▶ **STUDY QUESTIONS**:
1. Rewrite the paragraph of the article about Los Angeles city planning that begins "In August, Mayor Eric Garcetti" as a short bulleted list that keeps its main facts.
2. Reproduce the passage of the article about Los Angeles city planning from "The layout of" up to and including "in the making.", word for word.

▶ **DOCUMENT TEXT**:
------------

Can ‘equitable’ city planning bridge LA’s gaping divide?

A interview with Faisal Roble, first ever chief equity officer in the Los Angeles Planning Department
City Government

Photo of Faisal Roble, chief equity officer for Los Angeles Planning Department 

The layout of Los Angeles is sliced by freeways and other barriers, creating pockets of extreme wealth and deep poverty. How much of that came about by accident and how much by design? 

 

In August, Mayor Eric Garcetti created a new post of Chief Equity Officer in Los Angeles City Planning, the department that makes calls on everything from zoning and land-use to long-range environmental policies. The position, established in response to the nationwide protests that erupted after the killing of George Floyd by Minneapolis police, is intended to address some of the planning decisions that have exacerbated these chronic inequalities. 

 

Garcetti’s pick for the job is Faisal Roble, a 31-year veteran of the department. We spoke to Roble about his new position and how much change one city department might be able to bring to a situation that has been more than a century in the making.

------------

▶ **AVAILABLE DATA**:

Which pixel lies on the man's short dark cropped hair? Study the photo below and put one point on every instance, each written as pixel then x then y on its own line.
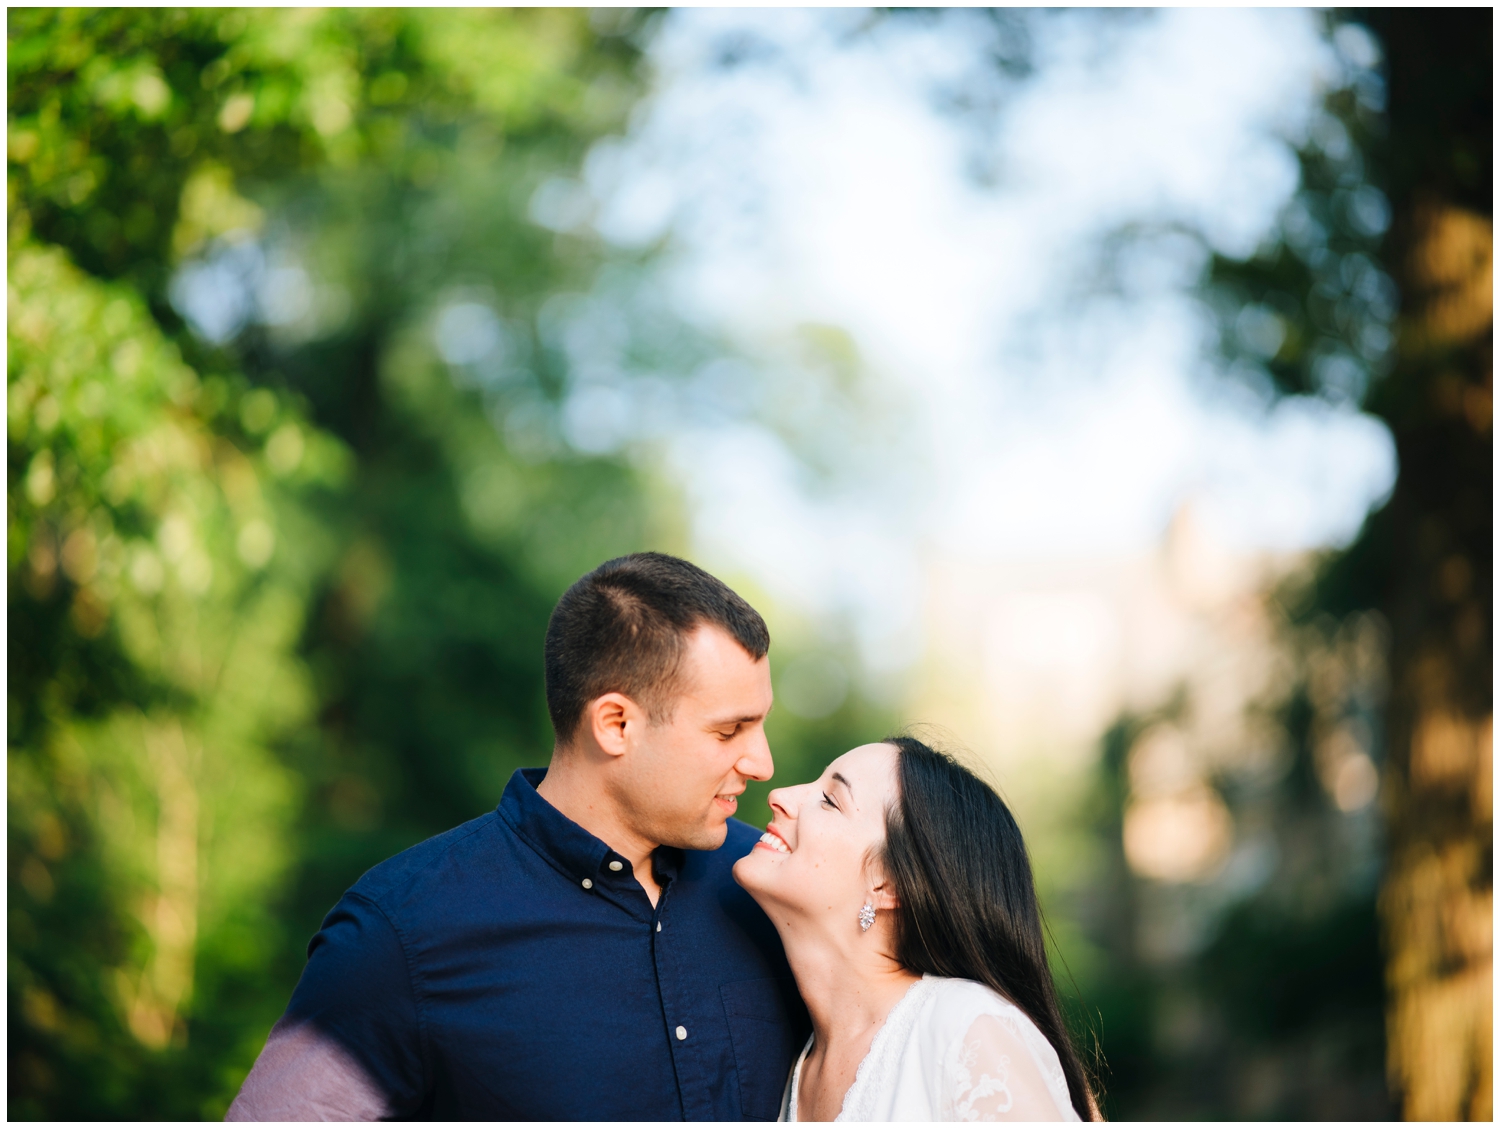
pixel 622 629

------------

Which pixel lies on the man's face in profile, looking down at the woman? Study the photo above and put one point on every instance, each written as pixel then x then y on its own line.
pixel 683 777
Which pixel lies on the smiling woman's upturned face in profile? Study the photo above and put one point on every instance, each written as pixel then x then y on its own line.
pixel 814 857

------------

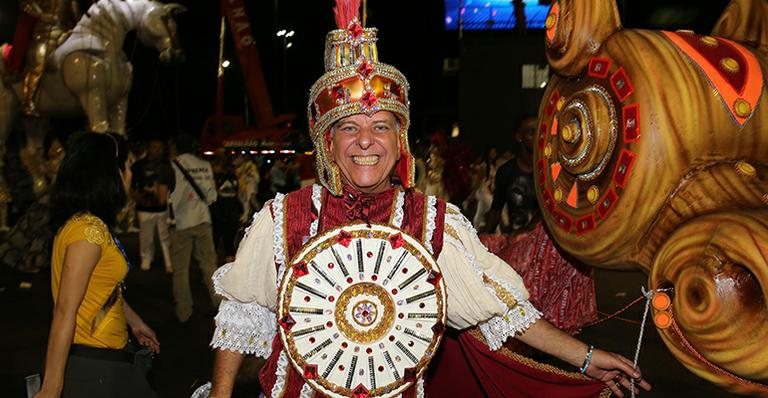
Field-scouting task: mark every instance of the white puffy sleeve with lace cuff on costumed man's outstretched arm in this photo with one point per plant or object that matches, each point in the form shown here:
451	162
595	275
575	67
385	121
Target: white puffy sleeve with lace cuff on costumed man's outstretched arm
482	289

------------

▶ **SOLUTIONS FOR EACH TASK**:
1.
- In August, Mayor Eric Garcetti created a new Chief Equity Officer post in Los Angeles City Planning.
- The department decides matters from zoning and land use to long-range environmental policies.
- The post was created in response to the nationwide protests that followed the killing of George Floyd by Minneapolis police.
- Its purpose is to address planning decisions that have worsened chronic inequalities.

2.
The layout of Los Angeles is sliced by freeways and other barriers, creating pockets of extreme wealth and deep poverty. How much of that came about by accident and how much by design? 

 

In August, Mayor Eric Garcetti created a new post of Chief Equity Officer in Los Angeles City Planning, the department that makes calls on everything from zoning and land-use to long-range environmental policies. The position, established in response to the nationwide protests that erupted after the killing of George Floyd by Minneapolis police, is intended to address some of the planning decisions that have exacerbated these chronic inequalities. 

 

Garcetti’s pick for the job is Faisal Roble, a 31-year veteran of the department. We spoke to Roble about his new position and how much change one city department might be able to bring to a situation that has been more than a century in the making.